Source records:
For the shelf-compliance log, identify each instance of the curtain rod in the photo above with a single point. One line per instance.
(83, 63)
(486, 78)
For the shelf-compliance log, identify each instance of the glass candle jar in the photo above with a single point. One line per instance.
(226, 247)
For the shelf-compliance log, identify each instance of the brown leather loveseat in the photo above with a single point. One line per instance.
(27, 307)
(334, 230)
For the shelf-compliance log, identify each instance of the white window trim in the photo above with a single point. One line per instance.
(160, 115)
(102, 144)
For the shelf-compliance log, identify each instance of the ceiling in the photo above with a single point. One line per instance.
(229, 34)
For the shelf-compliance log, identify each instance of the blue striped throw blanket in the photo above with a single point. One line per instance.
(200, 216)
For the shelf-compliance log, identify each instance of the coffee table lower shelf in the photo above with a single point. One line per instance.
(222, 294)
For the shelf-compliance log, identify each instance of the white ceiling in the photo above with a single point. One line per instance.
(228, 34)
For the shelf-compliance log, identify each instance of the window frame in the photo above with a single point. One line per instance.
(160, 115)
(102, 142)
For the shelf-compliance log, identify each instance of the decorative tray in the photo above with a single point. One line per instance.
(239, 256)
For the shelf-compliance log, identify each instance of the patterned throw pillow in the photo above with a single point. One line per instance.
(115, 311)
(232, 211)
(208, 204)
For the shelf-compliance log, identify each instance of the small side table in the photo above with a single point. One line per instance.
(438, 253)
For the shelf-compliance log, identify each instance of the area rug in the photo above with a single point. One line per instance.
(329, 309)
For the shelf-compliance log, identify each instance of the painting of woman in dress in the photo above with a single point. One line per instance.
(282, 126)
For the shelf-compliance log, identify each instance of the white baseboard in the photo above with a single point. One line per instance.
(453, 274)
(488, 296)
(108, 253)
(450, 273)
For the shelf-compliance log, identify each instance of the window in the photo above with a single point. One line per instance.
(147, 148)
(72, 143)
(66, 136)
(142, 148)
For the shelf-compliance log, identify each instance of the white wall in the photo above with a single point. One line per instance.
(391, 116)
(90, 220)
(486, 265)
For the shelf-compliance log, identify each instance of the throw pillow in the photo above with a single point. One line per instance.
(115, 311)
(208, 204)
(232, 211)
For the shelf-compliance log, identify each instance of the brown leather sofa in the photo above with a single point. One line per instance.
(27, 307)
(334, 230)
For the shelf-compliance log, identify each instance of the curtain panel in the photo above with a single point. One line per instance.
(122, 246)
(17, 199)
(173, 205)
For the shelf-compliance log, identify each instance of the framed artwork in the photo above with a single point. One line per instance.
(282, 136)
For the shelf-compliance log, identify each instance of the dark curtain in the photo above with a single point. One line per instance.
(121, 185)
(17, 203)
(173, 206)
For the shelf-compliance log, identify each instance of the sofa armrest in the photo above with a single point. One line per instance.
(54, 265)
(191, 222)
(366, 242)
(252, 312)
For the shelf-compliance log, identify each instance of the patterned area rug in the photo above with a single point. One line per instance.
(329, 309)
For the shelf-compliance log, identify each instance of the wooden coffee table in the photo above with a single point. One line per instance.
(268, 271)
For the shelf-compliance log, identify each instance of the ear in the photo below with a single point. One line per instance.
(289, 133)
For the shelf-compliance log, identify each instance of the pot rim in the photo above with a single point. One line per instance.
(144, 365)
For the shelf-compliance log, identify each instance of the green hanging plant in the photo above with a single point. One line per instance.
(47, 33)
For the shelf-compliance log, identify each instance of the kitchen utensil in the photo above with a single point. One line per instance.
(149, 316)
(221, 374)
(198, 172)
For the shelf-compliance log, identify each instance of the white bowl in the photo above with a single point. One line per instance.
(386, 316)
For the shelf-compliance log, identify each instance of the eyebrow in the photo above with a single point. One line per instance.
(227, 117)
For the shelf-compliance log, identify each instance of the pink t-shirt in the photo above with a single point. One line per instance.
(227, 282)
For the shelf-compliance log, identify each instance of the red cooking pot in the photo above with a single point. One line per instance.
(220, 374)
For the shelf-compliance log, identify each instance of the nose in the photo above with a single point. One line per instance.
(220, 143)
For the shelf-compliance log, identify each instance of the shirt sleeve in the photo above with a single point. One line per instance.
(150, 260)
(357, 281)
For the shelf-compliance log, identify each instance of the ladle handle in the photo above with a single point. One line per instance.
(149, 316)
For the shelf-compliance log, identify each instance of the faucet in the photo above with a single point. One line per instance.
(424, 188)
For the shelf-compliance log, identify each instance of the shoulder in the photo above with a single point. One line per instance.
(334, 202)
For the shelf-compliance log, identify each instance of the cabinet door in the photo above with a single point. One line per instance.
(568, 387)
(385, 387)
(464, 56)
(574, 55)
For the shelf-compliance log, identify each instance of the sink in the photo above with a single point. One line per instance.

_WHAT IS BEING ASKED_
Retype the entries in full. Keep every line identical.

_SOLUTION_
For the shelf-compliance log, identify each instance of the curtain rod in the photo above with a single point. One line per instance.
(83, 63)
(486, 78)
For the shelf-compliance log, identify each instance of the glass candle jar in the photo above with a single point. One line per instance.
(226, 247)
For the shelf-compliance log, identify each instance of the brown leather loveseat in the photo above with a single point. One line per instance.
(27, 307)
(334, 230)
For the shelf-compliance log, identify each instance of the white window trim in the photo above with a single point. One line per instance.
(160, 115)
(102, 144)
For the shelf-compliance log, identify each instance of the ceiling in the photo above with a single point. One line per instance.
(229, 34)
For the shelf-compliance log, identify each instance of the blue striped throw blanket in the photo above with a single point. One line per instance.
(200, 216)
For the shelf-compliance log, identify each instance of the coffee table lower shelf in the photo above with a single point. One line per instance.
(222, 294)
For the shelf-compliance log, identify each instance of the white ceiling in the photo above with a single point. One line per instance.
(228, 34)
For the shelf-compliance log, identify each instance of the window frame in the photo above with a single point. One line per instance.
(160, 115)
(102, 142)
For the shelf-compliance log, identify each instance of the decorative tray in the photo above with a single point. One line per instance.
(239, 256)
For the shelf-compliance log, identify each instance of the patterned throw pillow in the photo above with a single point. One line per instance.
(115, 311)
(232, 211)
(208, 204)
For the shelf-compliance log, identify each instance of the small side table in the photo above with a single point. One line per instance.
(438, 253)
For the shelf-compliance log, identify each instance of the area rug in the photo above with a single point. One line per instance.
(329, 309)
For the shelf-compliance log, identify each instance of the painting of woman in dress in the photo above with a single point. One line per instance.
(282, 126)
For the shelf-compliance log, identify each instance of the white baseboard in the photo above with a single point. One line per instance.
(453, 274)
(488, 296)
(108, 253)
(450, 273)
For the shelf-compliance log, identify each instance of the window in the photo above with a single point. One line per instance.
(147, 148)
(72, 143)
(66, 136)
(142, 148)
For the shelf-compliance log, identify each instance of the white wall in the photo above with a single point. One line per instance.
(391, 116)
(90, 220)
(486, 265)
For the shelf-compliance log, identify each instance of the throw pillow in the photo above with a single point. One line per instance.
(115, 311)
(208, 204)
(232, 211)
For the shelf-compliance log, identify each instance of the brown leather sofa in the photo above with a single point. One line per instance.
(27, 307)
(334, 230)
For the shelf-compliance log, identify each instance of the curtain panel in the photo above with a single point. One line per instance.
(122, 246)
(17, 199)
(173, 205)
For the shelf-compliance log, identify each instance of the framed artwork in the photo above with a single point. One line per instance.
(282, 136)
For the shelf-compliance log, identify each instance of the dark curtain in the photo above with a single point. One line per instance.
(121, 185)
(17, 203)
(173, 206)
For the shelf-compliance log, identify each instance of the sofa armrest in the photo above with a single point. One line per instance.
(54, 265)
(191, 222)
(366, 242)
(252, 312)
For the shelf-compliance log, identify each instance of the patterned area rug in the photo above with a single point. One line per instance.
(329, 309)
For the shelf-compliance log, identify each instance of the wooden coffee table in the photo above with a single point. One line per instance.
(268, 271)
For the shelf-compliance log, identify each instance of the ear in the photo below with a single point. One line per instance.
(289, 133)
For the shelf-compliance log, identify each instance of the pot rim in the photo above with a single point. One line per instance.
(144, 365)
For the shelf-compliance log, identify each instance of the green hanging plant in the photo above with a single point. One line per instance.
(47, 33)
For the shelf-compliance log, identify each instance of the kitchen utensil in the photo above with a single point. One line per instance.
(149, 316)
(221, 374)
(198, 172)
For the shelf-compliance log, identify each instance of the white bowl in the photo above with a single point. One line per instance.
(386, 316)
For the shelf-compliance log, identify each instance of the eyebrow in the photo above with a single point. One line per instance.
(227, 117)
For the shelf-compliance log, identify each instance of the pink t-shirt in the photo above with a single point. One line per instance.
(227, 282)
For the shelf-compliance log, identify each instance of the red cooking pot in the photo above with a single point. One line per instance.
(220, 374)
For the shelf-compliance log, identify each instance of the nose in the photo above with a single point. One line per instance.
(220, 143)
For the shelf-compliance log, identify each instance of the shirt sleeve in the photo above with a single point. One line per instance.
(150, 260)
(357, 281)
For the shelf-compliance log, identify each instance of the ladle handle in the photo above with a single point. One line per instance.
(149, 316)
For the shelf-compliance log, identify each instance of the faucet in the photo above with a single point. One line per instance.
(424, 188)
For the shelf-compliance log, identify each instance of the shoulder in the photo above with a single point. One line per instance.
(334, 202)
For the shelf-compliance log, identify each instance of the cabinet door in the photo above with a single point. One line per instance.
(568, 387)
(385, 387)
(464, 56)
(574, 55)
For the shelf-compliance log, identify each instance of the sink in the photo above with a single point. One line per instance.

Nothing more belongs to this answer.